→ WHAT IS EXPECTED
Whenever a line in the entries includes the word "point", copy that line out.

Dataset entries
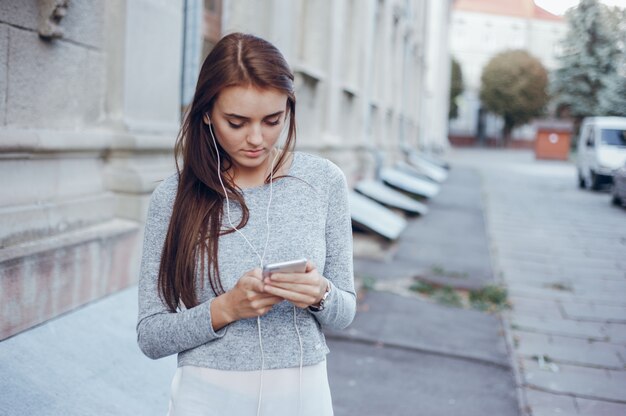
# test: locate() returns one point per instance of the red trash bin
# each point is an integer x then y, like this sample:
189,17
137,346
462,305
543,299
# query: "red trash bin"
553,140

→ ANSWER FOR THE TASK
# test: locate() returns one point per instance of the red trash bin
# each point is an integer x then y, like this sample:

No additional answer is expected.